** START OF SUPPLIED TEXT **
Practice with mock tests, learn from structured notes, and get your questions answered by a global forensic community, all in one place.
A technical walkthrough of how deepfakes are made, covering GAN-based face swapping, diffusion model synthesis, neural talking heads, and voice cloning, and why understanding these generation artefacts is the first step in detecting them.
Last updated:
In 2017 a Reddit user called "deepfakes" began posting face-swapped videos created with open-source machine learning tools. Within two years the techniques had spread to consumer-grade laptops, professional-quality toolkits, and eventually browser extensions. Today the term deepfake covers at least four distinct families of technology: GAN-based face swapping, encoder-decoder face replacement, diffusion model image synthesis, and neural voice cloning. They share one property relevant to forensic work: every method leaves traces of how it was made.
Understanding how deepfakes are generated is not a side note for forensic scientists. It is the prerequisite for detection. A detector that does not know what kind of artefact it is looking for will perform unreliably, particularly against generators it has never seen. The checkerboard patterns that betray one GAN architecture do not appear in a diffusion model's output. The blending seam typical of a face-swap pipeline does not exist in a fully synthetic image. Each generation method leaves its own signature, and a forensic analyst needs to know which signatures to look for.
This topic walks through the main generation pipelines in enough technical depth to ground detection work. It covers the adversarial training dynamic that defines GANs, the encoder-decoder architecture behind tools like DeepFaceLab, the neural-rendering and NeRF-based talking-head systems used in political disinformation, diffusion model synthesis and its latent-space properties, and voice cloning via text-to-speech and voice conversion. Each section ends with the forensic relevance of the artefacts that method introduces.
Two networks, competing until neither can win cleanly.
Ian Goodfellow and colleagues introduced the Generative Adversarial Network framework in 2014. The essential insight is that you can teach a network to generate realistic images by pairing it with a second network whose only job is to tell real from fake. The generator tries to fool the discriminator; the discriminator tries to catch the generator. Each one drives the other to improve. At convergence, the generator has learned to sample from a distribution that closely resembles the training data.
For face generation specifically, architectures such as StyleGAN2 (Karras et al., 2020) and ProGAN extended the basic framework with progressive training, style-based control of facial features, and attention mechanisms. These models can produce 1024x1024 portraits that are almost indistinguishable from photographs to an untrained observer. Forensically, they leave characteristic artefacts in the high-frequency spectrum: a checkerboard pattern introduced by transposed convolutions in the upsampling layers, and a statistical distribution of pixel intensity that differs from the noise structure of a real camera sensor.
The original deepfake: one person's face, another person's movements.
** END OF SUPPLIED TEXT **
▸ **TASKS FOR THIS EXERCISE**:
A. Print the stretch of the deepfake page from "This topic walks" through "that method introduces.".
B. Give again only the stretch of the listing from the line that contains "of the conifer" through the line that contains "[[390, 226], [389, 396], [47, 204], [558, 349]]", both ends included. Keep the request lines unchanged, and scale every coordinate in the answers by 1.65, rounding to whole numbers with halves rounded up.
** START OF SUPPLIED RECORDS **
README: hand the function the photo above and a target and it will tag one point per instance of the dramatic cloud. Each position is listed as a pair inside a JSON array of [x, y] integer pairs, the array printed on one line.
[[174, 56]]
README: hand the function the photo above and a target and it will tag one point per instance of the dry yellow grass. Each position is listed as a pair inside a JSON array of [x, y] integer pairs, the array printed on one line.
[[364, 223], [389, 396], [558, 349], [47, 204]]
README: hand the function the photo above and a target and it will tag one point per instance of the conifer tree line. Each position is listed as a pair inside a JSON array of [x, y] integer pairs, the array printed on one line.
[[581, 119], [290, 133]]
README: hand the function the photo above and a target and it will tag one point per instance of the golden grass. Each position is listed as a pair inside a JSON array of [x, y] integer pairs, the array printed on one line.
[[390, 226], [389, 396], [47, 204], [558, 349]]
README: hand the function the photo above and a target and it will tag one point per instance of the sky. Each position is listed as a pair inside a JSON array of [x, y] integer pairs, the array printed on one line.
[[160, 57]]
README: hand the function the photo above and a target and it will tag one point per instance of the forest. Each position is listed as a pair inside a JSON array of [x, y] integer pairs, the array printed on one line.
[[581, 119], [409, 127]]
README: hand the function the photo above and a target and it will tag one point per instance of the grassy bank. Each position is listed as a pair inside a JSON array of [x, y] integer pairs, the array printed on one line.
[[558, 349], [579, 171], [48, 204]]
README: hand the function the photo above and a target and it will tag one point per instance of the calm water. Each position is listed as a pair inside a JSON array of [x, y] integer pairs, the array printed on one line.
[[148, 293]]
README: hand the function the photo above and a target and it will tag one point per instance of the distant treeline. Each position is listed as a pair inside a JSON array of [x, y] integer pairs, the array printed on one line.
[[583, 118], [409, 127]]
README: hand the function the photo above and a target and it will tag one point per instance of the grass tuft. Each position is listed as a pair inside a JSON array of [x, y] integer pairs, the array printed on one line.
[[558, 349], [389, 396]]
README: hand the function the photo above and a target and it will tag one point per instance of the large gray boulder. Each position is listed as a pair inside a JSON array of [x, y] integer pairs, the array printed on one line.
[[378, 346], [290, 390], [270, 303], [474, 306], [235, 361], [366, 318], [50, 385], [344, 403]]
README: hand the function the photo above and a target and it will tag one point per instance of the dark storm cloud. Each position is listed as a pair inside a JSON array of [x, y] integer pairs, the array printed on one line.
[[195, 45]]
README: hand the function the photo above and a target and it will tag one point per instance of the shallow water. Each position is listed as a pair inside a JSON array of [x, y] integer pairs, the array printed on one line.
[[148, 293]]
** END OF SUPPLIED RECORDS **
▸ **FULL ANSWERS**:
A.
This topic walks through the main generation pipelines in enough technical depth to ground detection work. It covers the adversarial training dynamic that defines GANs, the encoder-decoder architecture behind tools like DeepFaceLab, the neural-rendering and NeRF-based talking-head systems used in political disinformation, diffusion model synthesis and its latent-space properties, and voice cloning via text-to-speech and voice conversion. Each section ends with the forensic relevance of the artefacts that method introduces.

B.
README: hand the function the photo above and a target and it will tag one point per instance of the conifer tree line. Each position is listed as a pair inside a JSON array of [x, y] integer pairs, the array printed on one line.
[[959, 196], [479, 219]]
README: hand the function the photo above and a target and it will tag one point per instance of the golden grass. Each position is listed as a pair inside a JSON array of [x, y] integer pairs, the array printed on one line.
[[644, 373], [642, 653], [78, 337], [921, 576]]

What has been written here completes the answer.